== Aim 1 ==
In the text about the Byzantine revival of the Greek novel, which novel is called the greatest of the ancient Greek novels?
== Aim 2 ==
Carry on the text about the Byzantine revival of the Greek novel from the point where it stops.
-------- Text shown
For the Greekless reader, this long-awaited anthology provides an important link between the ancient Greek novel and the novels we read today. The Greeks created what we now call novels at the beginning of the Common Era, peaking in the fourth century with the greatest of them, Heliodorus’s Ethiopian Story. Eight complete novels survive, along with fragments from a dozen or so others, all conveniently gathered in B. P. Reardon’s Collected Ancient Greek Novels (University of California Press, 1989). When the best of them were rediscovered and translated during the Renaissance, they provided the template for the European novel of the early-modern period, as Margret Doody has demonstrated in The True Story of the Novel (Rutgers University Press, 1996). However, few readers are aware that in twelfth-century Byzantium, a handful of writers revived the ancient Greek novel and put their own spin on the genre. What is most striking is how modern, even postmodern, these medieval novels sound. Like Barth and Pynchon imitating the eighteenth-century novel in The Sot-Weed Factor and Mason & Dixon, respectively, the Byzantines set their novels in the past and artificially imitated the Greek of antiquity rather than their own vernacular, all while having some metafictional fun with older forms of fiction and diction.
----------------
-------- Data rows
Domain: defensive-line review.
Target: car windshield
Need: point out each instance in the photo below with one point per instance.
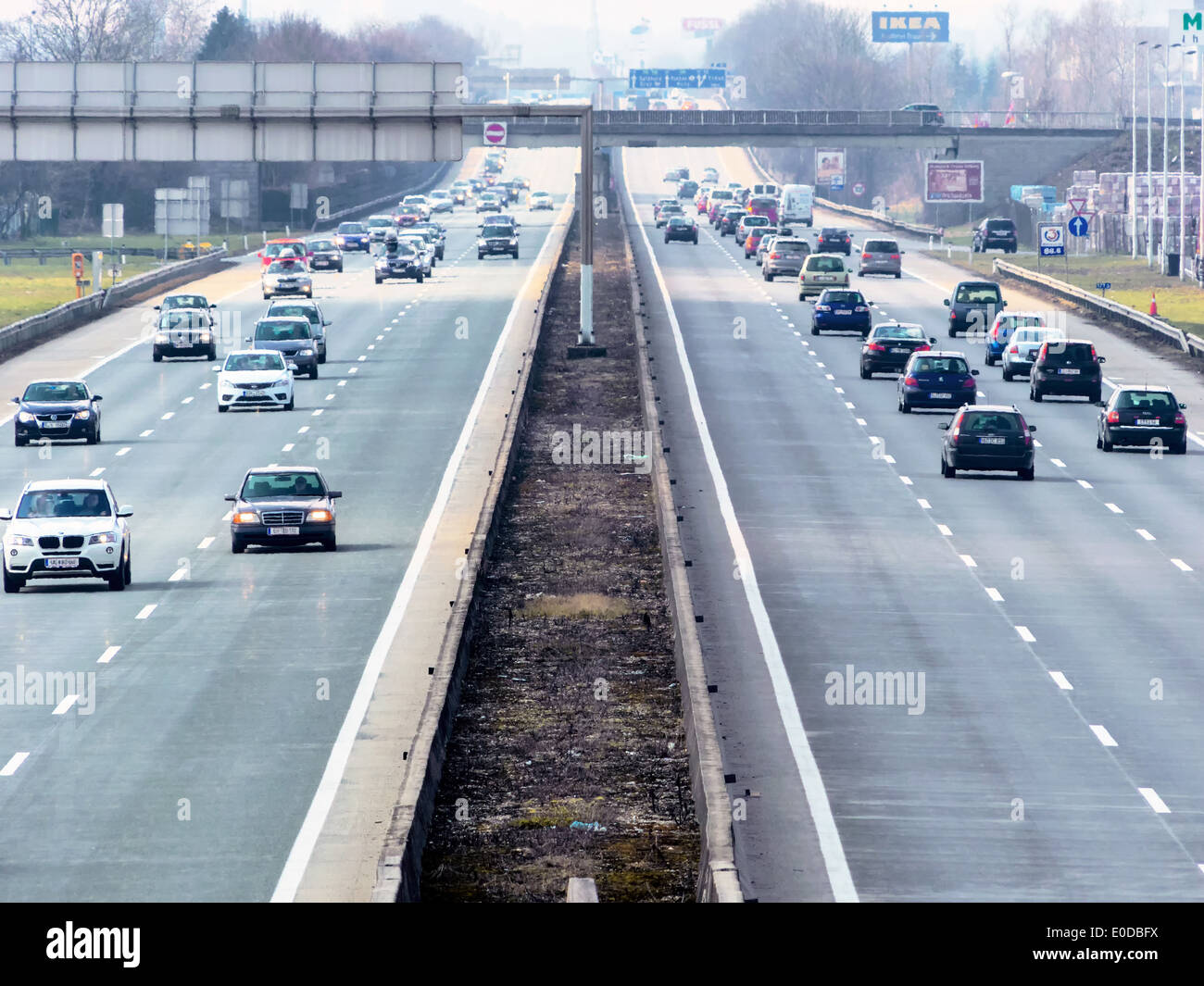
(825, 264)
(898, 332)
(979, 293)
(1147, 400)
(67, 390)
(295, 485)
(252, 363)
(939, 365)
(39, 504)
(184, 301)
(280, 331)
----------------
-------- Data rows
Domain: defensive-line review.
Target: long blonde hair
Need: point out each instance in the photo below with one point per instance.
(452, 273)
----------------
== Exercise result 1 ==
Heliodorus’s Ethiopian Story

== Exercise result 2 ==
Jeffreys translates and annotates the four that have survived (as in the case with ancient Greek novels, more were undoubtedly written but have disappeared.) The earliest, a novel in verse entitled Rhodanthe and Dosikles, was composed probably in the early 1130s by Theodore Prodromos. [End Page 237] Like Nabokov in Laughter in the Dark, he tells us upfront what his novel will be about, a rehash of the standard topoi of earlier Greek novels:

These [are the adventures] of the silvery girl Rhodanthe with the lovely garland and of the valiant and comely youth Dosikles, the flights and wanderings and tempests and billows, brigands, grievous eddies, sorrows that give rise to love, chains and indissoluble fetters and imprisonments in gloomy dungeons, grim sacrifices, bitter grief, poisoned cups and paralysis of joints, and then marriage and the marriage bed and passionate love.

(20)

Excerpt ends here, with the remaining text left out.